== Отрывок ==

Всего критики «Урала» отрецензировали в 2015 году 51
публикацию, в 2016-м — 69, 2017-м — 70 (для сравнения: «Волга» в минувшем году
откликнулась на 22 сочинения). Региональная прописка авторов и персонажей
критических материалов принимается во внимание, но, как и в первой половине
журнала, совсем не выступает определяющим фактором. А если к этому добавить еще
один не редкий в этом разделе жанр — интервью с прозаиком, поэтом, драматургом,
то можно сказать, что благодаря совокупности рассмотренных в «Урале»
произведений и представленных в нем литераторов журнал держит свою аудиторию в
курсе если не всего, то многого примечательного в словесности последних лет.
Но совокупного представления о процессах, характерных для
современной литературы в целом, обобщающих суждений про текущий литературный
процесс эти материалы — при всем разнообразии того, что анализируется и как
анализируется, — не предлагают. Подобный взгляд — так сказать, с птичьего
полета — на современную литературную ситуацию вообще мало кто из нынешних
критиков и мало где себе позволяет. Ну разве что С. Чупринин
и Н. Иванова (сначала на страницах «Знамени», а потом и в книгах) да Е. Ермолин
— см. его книгу «Медиумы безвременья». (Книгу Вл. Новикова «Литературные медиаперсоны ХХI века», увы, не видел.)
Даже такое специализированное издание, как «Вопросы
литературы», которое в незабытые еще времена давало, пусть коллективными
усилиями, годовые обзоры отечественной поэзии и прозы и вело дискуссии о
состоянии дел в разных литературных епархиях, разговор о том, чем живет нынешняя
словесность, предпочитает вести в том же «индивидуальном» формате, демонстрируя
(и, признаем, весьма отчетливо) «Лица современной литературы». Обобщающие
высказывания о современном литературном процессе звучат, пожалуй, лишь в ходе
обсуждения итогов тех или иных «премиальных сюжетов».
Последнее двадцатилетие журнальная критика (а критика,
как уже подчеркивалось, и живет в журналах) предпочитает вести речь не столько
о литературе, сколько о книгах и авторах. Обсуждаются не идеи, концепции,
тенденции литературного целого, а конкретные имена и названия. Основным
критерием оказывается не проблемная острота или социальная значимость
написанного, а качество текста.
В полной мере это относится и к самой критике. Многим
известен давний — еще из 1960-х — парадокс Л. Аннинского, который в своей
дебютной книге «Ядро ореха» написал: есть поэты, нет — поэзии. Так вот,
журнальная практика наших лет склоняет перелицевать это лихое высказывание:
есть, мол, критики, но нет критики. Однако сей парадокс, как и любой парадокс,
более эффектен, чем справедлив.

===

Цель A — Покажите все строки ниже, в которых встречается слово «vase».

== Выдержки из данных ==

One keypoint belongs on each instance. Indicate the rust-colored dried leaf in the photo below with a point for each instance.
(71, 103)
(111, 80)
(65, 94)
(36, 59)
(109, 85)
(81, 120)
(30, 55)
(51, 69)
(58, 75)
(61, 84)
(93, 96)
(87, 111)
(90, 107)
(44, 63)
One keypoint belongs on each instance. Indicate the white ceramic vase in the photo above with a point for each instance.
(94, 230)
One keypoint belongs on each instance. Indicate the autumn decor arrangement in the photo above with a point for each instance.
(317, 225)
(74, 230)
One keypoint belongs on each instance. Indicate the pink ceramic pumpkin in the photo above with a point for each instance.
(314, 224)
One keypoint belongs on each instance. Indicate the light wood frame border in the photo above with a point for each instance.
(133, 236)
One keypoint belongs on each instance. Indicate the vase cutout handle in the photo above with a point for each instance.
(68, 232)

===
== Выдержки из данных ==

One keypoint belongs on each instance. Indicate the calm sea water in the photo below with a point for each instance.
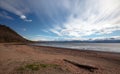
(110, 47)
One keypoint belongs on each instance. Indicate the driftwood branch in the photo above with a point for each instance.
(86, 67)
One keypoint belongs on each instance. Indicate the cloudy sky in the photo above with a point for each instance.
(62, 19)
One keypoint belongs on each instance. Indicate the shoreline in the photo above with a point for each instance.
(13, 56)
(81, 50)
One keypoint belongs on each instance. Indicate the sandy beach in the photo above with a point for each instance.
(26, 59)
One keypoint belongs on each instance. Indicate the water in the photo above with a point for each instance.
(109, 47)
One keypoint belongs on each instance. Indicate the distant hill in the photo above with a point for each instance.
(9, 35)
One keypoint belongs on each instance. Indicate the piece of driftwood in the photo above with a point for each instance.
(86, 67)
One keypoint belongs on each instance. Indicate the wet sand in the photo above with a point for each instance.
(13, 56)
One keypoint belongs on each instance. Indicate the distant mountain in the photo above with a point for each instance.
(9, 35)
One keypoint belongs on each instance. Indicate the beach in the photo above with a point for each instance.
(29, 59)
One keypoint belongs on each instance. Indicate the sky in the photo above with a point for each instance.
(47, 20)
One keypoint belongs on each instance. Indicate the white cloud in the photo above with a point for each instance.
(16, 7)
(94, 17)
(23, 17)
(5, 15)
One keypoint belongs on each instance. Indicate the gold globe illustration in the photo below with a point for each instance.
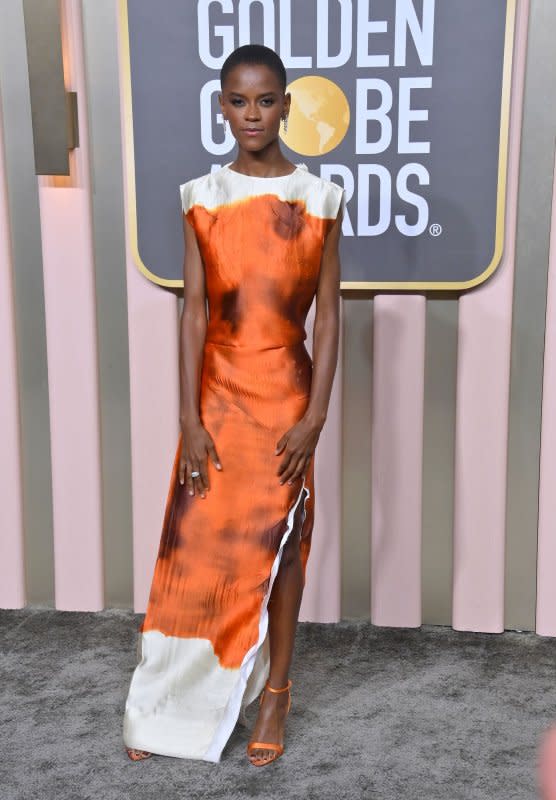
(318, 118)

===

Цель B — Как называется дебютная книга Л. Аннинского, упомянутая в отрывке?

Решение A —
One keypoint belongs on each instance. Indicate the white ceramic vase in the photo above with a point for each instance.
One keypoint belongs on each instance. Indicate the vase cutout handle in the photo above with a point for each instance.

Решение B — Дебютная книга Л. Аннинского называется «Ядро ореха».